→ What you will do: All that should come back is the lines of the data below from the one containing "the form (117,125)." to the one containing "the form (416,200).", inclusive, exactly as they stand.

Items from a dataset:
-.-.-

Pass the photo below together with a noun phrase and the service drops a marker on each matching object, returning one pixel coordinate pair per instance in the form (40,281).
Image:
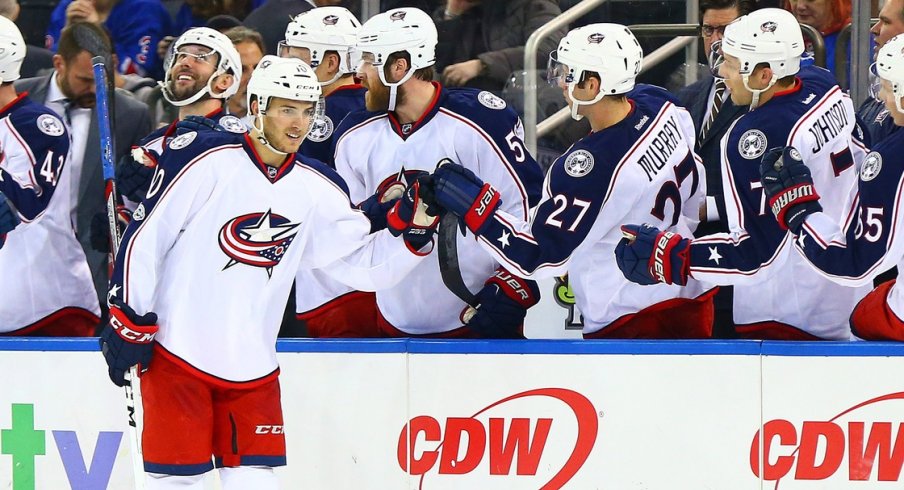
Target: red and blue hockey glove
(127,340)
(134,173)
(789,187)
(378,205)
(502,306)
(460,191)
(648,256)
(9,218)
(411,217)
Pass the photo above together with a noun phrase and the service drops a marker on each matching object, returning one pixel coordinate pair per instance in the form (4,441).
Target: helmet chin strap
(261,137)
(755,102)
(208,89)
(575,102)
(393,87)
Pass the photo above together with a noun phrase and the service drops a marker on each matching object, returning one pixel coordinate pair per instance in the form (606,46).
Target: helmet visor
(716,58)
(556,71)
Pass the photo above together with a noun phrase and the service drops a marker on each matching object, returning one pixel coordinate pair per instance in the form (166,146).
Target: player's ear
(222,82)
(58,63)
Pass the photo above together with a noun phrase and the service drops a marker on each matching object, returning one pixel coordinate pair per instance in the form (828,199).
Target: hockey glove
(460,191)
(789,187)
(134,173)
(503,304)
(100,228)
(9,218)
(648,256)
(196,123)
(378,205)
(411,217)
(127,340)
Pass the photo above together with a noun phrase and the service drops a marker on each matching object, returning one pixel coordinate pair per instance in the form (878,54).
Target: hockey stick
(448,259)
(132,387)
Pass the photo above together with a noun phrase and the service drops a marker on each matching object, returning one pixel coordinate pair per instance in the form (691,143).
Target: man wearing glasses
(710,106)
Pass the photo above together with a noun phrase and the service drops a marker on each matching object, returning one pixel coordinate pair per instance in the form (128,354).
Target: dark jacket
(695,98)
(132,123)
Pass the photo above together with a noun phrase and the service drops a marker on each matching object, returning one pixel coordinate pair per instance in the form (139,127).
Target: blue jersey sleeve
(48,145)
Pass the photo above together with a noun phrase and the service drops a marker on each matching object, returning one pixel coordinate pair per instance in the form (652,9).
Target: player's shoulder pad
(38,124)
(322,169)
(654,92)
(353,119)
(486,109)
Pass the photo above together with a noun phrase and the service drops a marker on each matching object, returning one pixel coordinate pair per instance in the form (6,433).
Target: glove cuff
(782,202)
(666,267)
(482,209)
(522,291)
(130,331)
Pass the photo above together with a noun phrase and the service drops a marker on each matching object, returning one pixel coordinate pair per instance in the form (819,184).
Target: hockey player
(776,295)
(47,288)
(204,271)
(854,251)
(203,72)
(323,38)
(637,164)
(414,124)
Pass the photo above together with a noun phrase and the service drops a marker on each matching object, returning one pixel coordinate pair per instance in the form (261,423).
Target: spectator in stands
(872,111)
(250,46)
(709,103)
(826,16)
(36,58)
(136,26)
(69,91)
(481,43)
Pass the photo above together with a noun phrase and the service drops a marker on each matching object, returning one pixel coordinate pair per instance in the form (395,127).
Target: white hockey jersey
(854,252)
(772,282)
(44,268)
(641,170)
(473,128)
(215,246)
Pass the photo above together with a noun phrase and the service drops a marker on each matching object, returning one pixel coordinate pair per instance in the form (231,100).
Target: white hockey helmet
(324,29)
(403,29)
(229,62)
(285,78)
(610,50)
(771,36)
(12,50)
(889,66)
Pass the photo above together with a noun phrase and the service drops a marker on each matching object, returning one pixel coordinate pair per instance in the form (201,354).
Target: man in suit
(700,100)
(69,91)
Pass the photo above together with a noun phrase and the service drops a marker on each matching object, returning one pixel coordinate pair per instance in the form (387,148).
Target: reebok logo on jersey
(257,240)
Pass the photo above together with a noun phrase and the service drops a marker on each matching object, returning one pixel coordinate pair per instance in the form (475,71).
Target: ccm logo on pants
(269,429)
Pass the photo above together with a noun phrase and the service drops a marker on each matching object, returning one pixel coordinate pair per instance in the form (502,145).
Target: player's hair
(73,37)
(744,6)
(241,34)
(425,73)
(784,81)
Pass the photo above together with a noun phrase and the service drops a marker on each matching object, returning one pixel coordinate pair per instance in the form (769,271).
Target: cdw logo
(458,445)
(815,450)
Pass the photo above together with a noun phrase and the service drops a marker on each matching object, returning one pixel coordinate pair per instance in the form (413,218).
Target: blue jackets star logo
(257,239)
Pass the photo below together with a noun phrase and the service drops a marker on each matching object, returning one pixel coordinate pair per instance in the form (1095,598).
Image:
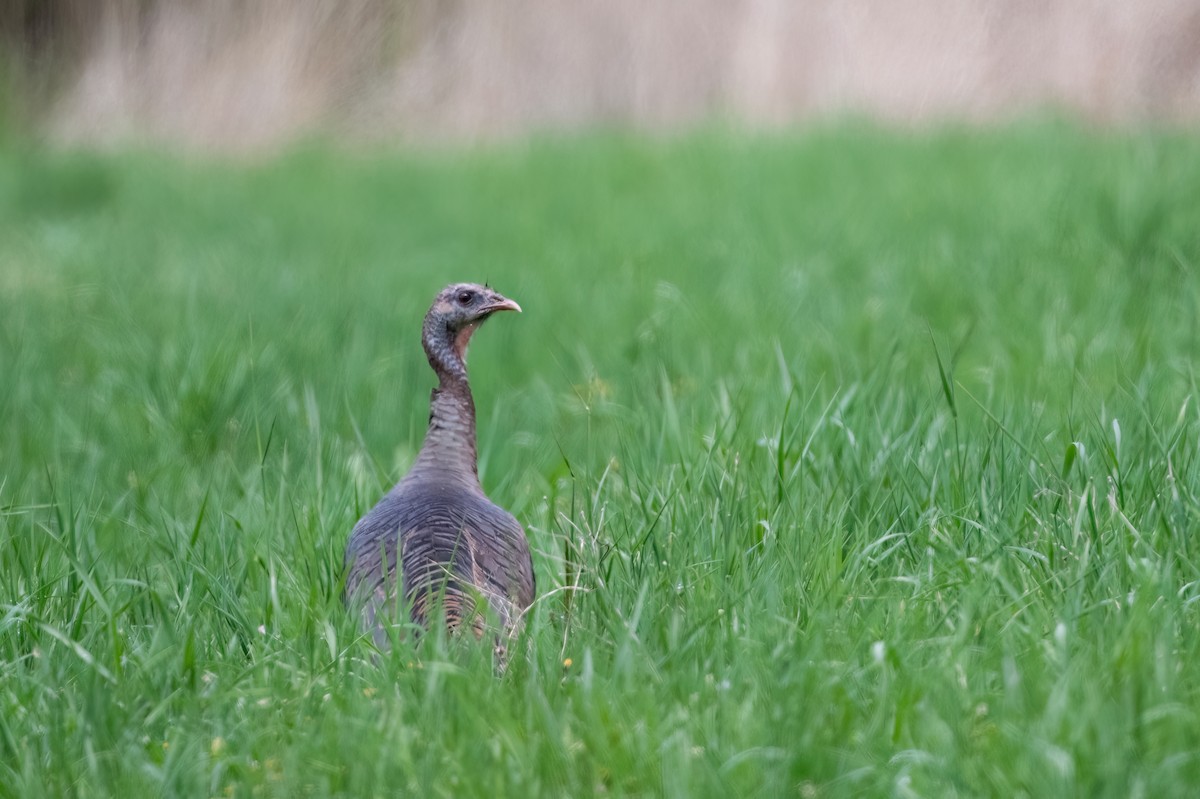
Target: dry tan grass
(244,76)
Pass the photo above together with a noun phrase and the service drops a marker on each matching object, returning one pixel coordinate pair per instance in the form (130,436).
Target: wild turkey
(453,545)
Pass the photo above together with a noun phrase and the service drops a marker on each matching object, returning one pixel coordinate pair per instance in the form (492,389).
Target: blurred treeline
(235,74)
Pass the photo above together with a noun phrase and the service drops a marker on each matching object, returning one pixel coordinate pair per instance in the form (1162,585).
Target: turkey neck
(449,445)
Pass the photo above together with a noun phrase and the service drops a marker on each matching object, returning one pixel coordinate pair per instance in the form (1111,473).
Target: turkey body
(436,546)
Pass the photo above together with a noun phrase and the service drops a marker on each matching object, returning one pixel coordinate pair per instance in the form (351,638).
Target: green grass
(855,463)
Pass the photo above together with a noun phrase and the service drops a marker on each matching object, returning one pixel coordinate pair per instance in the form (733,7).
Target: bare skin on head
(436,536)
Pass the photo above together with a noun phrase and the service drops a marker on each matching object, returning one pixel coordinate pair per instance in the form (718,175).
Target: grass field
(855,463)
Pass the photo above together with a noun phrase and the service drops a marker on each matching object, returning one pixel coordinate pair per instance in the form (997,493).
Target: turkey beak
(502,304)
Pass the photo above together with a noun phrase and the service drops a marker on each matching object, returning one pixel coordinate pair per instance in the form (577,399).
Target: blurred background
(234,76)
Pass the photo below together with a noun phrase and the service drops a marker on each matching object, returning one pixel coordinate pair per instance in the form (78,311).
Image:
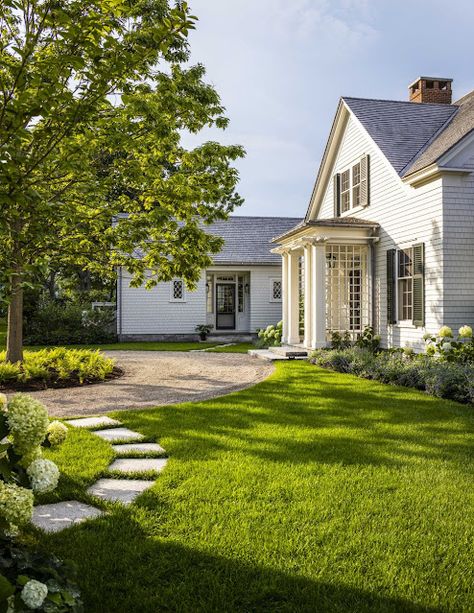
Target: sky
(280,67)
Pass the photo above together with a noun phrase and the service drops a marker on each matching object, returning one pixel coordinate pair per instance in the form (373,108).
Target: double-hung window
(351,187)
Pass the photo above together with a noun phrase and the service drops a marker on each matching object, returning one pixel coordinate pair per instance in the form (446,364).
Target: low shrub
(56,366)
(63,323)
(270,336)
(437,377)
(28,579)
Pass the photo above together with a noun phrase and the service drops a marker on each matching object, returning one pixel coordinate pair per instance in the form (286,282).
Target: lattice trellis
(347,295)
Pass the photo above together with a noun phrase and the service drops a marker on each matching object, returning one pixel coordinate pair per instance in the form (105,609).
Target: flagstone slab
(119,434)
(135,465)
(138,448)
(60,515)
(93,422)
(119,490)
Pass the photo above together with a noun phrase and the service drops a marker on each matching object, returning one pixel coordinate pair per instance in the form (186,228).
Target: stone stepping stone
(137,465)
(118,434)
(138,448)
(119,490)
(93,422)
(59,515)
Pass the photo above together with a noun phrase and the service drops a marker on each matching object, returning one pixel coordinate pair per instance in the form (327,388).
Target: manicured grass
(313,491)
(238,348)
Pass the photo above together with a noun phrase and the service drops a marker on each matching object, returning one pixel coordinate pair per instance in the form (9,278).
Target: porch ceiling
(340,229)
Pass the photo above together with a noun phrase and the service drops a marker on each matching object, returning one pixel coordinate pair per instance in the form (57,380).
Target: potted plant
(203,330)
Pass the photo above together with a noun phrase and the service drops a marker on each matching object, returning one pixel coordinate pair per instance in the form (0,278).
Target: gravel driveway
(154,378)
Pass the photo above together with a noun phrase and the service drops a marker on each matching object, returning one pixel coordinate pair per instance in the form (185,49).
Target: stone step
(119,490)
(290,351)
(138,448)
(138,465)
(93,422)
(60,515)
(118,434)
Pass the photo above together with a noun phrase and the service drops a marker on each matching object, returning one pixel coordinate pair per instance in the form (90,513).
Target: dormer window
(351,187)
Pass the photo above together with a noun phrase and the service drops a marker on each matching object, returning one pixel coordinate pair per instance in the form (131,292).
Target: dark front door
(225,306)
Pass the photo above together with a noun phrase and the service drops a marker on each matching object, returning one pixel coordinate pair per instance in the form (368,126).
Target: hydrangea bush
(24,431)
(446,347)
(270,336)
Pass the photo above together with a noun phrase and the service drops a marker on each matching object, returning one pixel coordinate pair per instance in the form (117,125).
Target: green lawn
(313,491)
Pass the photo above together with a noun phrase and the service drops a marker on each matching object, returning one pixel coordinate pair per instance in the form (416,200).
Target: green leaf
(6,588)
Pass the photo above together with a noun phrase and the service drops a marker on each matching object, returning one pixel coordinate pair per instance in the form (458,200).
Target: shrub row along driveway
(154,378)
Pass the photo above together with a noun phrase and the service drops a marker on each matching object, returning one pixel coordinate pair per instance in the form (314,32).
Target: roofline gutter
(425,175)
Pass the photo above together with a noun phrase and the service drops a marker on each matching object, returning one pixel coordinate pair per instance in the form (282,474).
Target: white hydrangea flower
(28,422)
(43,476)
(57,433)
(445,332)
(16,504)
(465,332)
(34,593)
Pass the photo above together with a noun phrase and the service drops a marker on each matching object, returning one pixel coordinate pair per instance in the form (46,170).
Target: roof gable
(247,240)
(401,129)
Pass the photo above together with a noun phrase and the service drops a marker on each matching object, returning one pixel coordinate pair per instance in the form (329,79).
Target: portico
(326,280)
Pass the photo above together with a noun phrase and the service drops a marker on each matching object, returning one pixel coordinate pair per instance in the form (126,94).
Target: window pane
(178,290)
(356,174)
(276,290)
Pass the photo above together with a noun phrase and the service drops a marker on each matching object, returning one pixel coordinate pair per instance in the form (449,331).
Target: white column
(284,297)
(293,299)
(318,287)
(308,306)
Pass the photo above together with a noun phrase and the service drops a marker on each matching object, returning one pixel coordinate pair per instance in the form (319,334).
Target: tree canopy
(94,99)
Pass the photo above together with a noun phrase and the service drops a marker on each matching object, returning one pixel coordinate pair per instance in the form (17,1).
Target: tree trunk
(15,319)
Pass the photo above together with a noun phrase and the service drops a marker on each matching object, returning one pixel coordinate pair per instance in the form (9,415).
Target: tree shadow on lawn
(316,416)
(122,569)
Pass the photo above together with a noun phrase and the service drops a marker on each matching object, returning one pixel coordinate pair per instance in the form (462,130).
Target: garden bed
(56,368)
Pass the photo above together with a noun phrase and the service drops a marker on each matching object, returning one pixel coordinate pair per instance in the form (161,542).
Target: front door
(225,306)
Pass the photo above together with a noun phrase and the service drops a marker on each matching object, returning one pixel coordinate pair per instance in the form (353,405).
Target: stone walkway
(60,515)
(153,378)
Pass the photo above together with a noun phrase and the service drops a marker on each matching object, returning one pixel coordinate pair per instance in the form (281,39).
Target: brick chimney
(431,89)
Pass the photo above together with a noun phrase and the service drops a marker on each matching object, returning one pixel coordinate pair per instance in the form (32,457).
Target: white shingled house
(239,293)
(388,238)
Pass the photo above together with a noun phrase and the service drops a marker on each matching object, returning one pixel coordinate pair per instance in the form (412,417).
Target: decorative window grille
(240,294)
(347,295)
(276,290)
(405,284)
(177,290)
(210,293)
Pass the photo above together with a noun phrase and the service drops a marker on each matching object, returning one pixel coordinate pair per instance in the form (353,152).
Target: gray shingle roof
(248,239)
(401,129)
(461,124)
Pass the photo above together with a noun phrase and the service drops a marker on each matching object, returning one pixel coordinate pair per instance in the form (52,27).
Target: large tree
(94,99)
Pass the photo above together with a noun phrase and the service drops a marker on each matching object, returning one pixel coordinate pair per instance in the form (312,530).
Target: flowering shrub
(56,367)
(27,580)
(445,347)
(270,336)
(35,580)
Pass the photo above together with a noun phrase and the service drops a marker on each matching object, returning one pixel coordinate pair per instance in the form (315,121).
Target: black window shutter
(337,194)
(365,181)
(419,284)
(391,285)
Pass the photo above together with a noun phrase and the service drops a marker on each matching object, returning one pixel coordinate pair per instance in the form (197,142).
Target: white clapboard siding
(150,312)
(458,196)
(406,216)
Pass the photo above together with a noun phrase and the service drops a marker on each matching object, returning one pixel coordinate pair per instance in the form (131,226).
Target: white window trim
(359,207)
(272,281)
(172,298)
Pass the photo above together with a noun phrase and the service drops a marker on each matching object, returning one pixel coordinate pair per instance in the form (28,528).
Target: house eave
(432,172)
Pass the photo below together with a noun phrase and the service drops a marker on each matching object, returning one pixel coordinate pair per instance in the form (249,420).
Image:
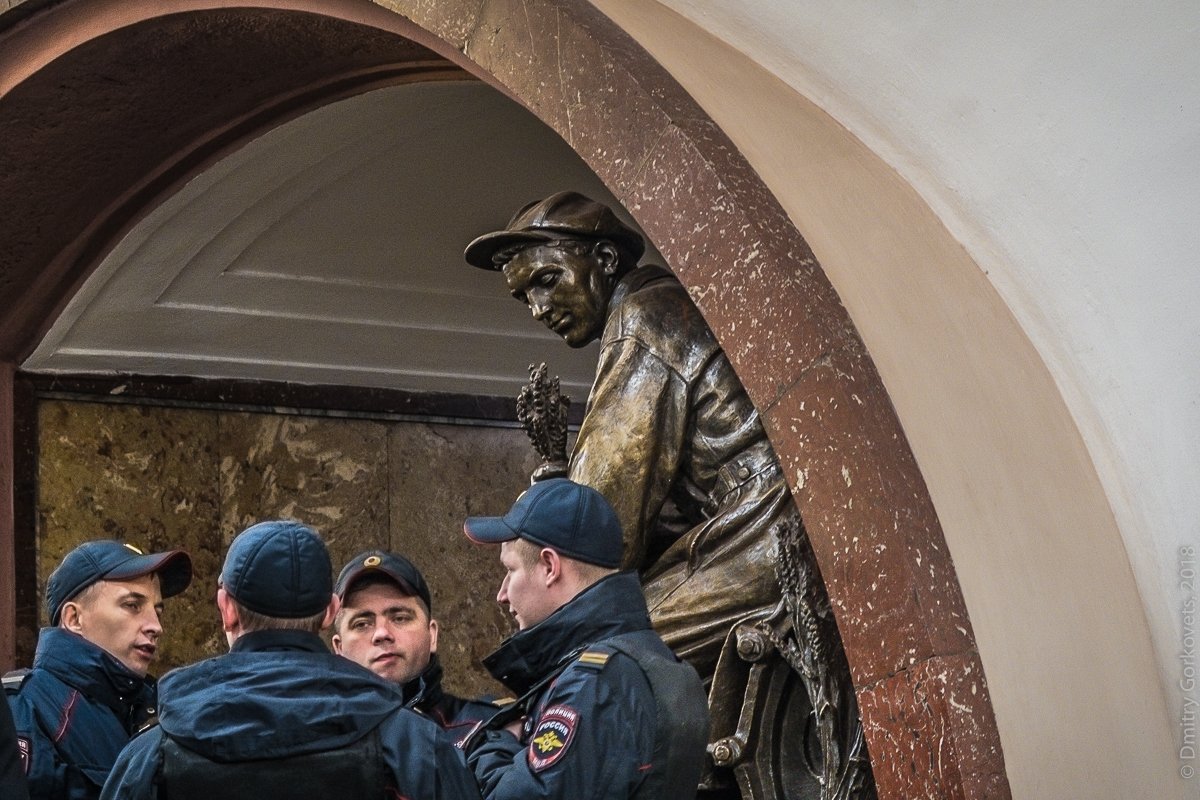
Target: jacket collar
(91,669)
(276,641)
(611,606)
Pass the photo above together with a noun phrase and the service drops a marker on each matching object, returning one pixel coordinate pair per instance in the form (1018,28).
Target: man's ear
(69,618)
(552,565)
(433,636)
(229,620)
(607,257)
(335,605)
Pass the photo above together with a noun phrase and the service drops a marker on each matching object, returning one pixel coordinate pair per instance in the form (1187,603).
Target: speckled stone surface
(929,720)
(141,475)
(327,473)
(442,474)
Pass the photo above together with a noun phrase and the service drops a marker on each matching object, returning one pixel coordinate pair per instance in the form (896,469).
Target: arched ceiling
(329,251)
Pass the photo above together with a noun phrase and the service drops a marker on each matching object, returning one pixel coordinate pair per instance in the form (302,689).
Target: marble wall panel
(142,475)
(442,474)
(324,471)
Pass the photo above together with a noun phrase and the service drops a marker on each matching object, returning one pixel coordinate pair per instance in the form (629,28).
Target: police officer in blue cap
(387,625)
(606,710)
(88,691)
(280,715)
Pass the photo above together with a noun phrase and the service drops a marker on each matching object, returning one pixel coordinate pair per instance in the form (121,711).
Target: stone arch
(869,515)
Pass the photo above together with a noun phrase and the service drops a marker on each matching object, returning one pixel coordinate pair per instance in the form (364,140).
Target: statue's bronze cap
(565,215)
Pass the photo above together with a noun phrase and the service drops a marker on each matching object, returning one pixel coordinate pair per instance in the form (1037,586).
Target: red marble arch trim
(865,505)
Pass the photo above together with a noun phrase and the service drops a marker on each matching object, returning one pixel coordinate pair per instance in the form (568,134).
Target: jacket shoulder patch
(552,737)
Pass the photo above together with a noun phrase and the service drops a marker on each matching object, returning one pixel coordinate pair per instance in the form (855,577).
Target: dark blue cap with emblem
(569,517)
(391,565)
(280,569)
(111,560)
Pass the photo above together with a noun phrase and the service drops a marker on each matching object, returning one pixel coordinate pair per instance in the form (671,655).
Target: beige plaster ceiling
(329,251)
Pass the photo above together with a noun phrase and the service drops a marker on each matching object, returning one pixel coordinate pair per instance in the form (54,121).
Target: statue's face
(567,287)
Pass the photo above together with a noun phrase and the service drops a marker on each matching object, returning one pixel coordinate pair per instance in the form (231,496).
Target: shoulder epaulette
(13,680)
(597,659)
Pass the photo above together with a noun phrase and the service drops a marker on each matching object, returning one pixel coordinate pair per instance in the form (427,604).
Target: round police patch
(553,734)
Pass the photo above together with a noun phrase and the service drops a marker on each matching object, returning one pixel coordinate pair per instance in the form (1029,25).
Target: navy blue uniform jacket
(455,714)
(281,693)
(591,733)
(73,714)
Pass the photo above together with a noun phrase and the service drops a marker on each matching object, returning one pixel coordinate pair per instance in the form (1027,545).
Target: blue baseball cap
(559,513)
(112,560)
(280,569)
(393,565)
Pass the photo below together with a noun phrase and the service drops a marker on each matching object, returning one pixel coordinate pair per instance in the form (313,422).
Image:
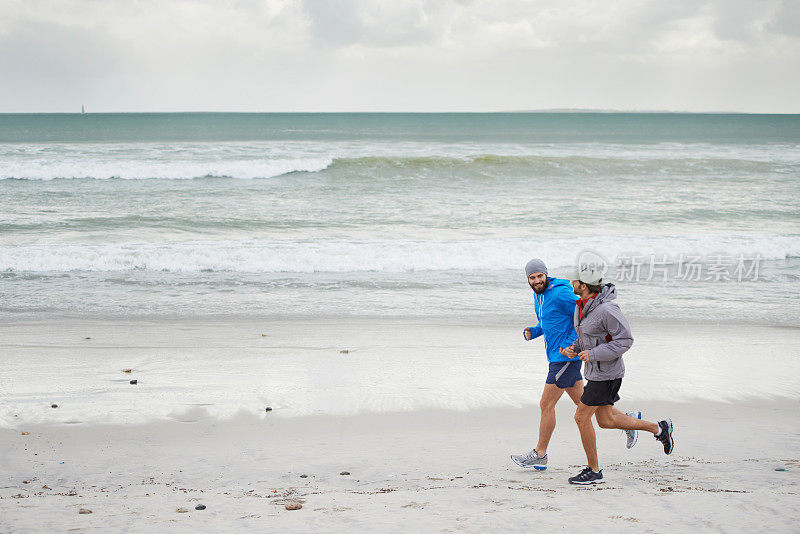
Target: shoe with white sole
(531,459)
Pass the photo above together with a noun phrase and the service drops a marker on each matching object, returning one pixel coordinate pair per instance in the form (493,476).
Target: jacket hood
(553,282)
(608,292)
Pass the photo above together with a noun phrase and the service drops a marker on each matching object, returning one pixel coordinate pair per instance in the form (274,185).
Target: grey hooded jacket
(605,333)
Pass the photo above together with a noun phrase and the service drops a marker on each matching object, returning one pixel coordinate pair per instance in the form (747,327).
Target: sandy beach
(411,466)
(433,471)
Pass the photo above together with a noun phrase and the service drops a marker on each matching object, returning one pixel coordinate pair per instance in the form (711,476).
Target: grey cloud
(786,20)
(370,23)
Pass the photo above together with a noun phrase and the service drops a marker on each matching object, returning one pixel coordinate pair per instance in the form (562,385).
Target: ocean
(395,215)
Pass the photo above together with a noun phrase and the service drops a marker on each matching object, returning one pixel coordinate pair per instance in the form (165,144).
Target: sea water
(423,215)
(173,241)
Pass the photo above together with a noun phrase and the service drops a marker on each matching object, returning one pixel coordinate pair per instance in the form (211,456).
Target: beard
(541,287)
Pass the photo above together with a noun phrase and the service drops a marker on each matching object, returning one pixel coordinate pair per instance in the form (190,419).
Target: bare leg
(575,392)
(547,423)
(583,418)
(607,417)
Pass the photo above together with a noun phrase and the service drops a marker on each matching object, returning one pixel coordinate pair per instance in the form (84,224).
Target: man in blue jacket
(554,302)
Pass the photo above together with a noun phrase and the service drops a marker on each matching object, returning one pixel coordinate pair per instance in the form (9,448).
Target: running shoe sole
(669,436)
(537,467)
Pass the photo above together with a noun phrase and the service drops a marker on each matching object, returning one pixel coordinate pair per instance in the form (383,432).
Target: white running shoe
(531,459)
(633,435)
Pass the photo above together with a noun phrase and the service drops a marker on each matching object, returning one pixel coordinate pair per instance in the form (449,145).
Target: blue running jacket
(554,309)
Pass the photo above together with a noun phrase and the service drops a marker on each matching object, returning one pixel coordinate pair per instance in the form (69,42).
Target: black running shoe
(587,476)
(665,437)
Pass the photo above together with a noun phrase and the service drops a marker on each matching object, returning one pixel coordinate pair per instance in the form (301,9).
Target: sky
(399,55)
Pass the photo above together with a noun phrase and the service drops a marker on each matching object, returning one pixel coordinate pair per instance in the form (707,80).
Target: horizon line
(521,111)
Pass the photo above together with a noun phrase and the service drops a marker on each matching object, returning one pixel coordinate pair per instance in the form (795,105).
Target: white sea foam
(249,160)
(401,255)
(132,169)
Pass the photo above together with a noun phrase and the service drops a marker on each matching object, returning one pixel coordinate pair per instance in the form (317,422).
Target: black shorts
(601,392)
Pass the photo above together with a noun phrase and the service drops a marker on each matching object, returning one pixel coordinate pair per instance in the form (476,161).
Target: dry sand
(428,471)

-.-.-

→ Written reply:
Pass the photo above together with a noun phrase and the service drops a marker on each matching object, returning one pixel coordinate pair per instance in the form (117,125).
Target: green lawn
(313,491)
Pass the photo above together with a noun phrase and the service drops a marker on each matching object, returning one pixel coordinate pair per instance in the form (416,200).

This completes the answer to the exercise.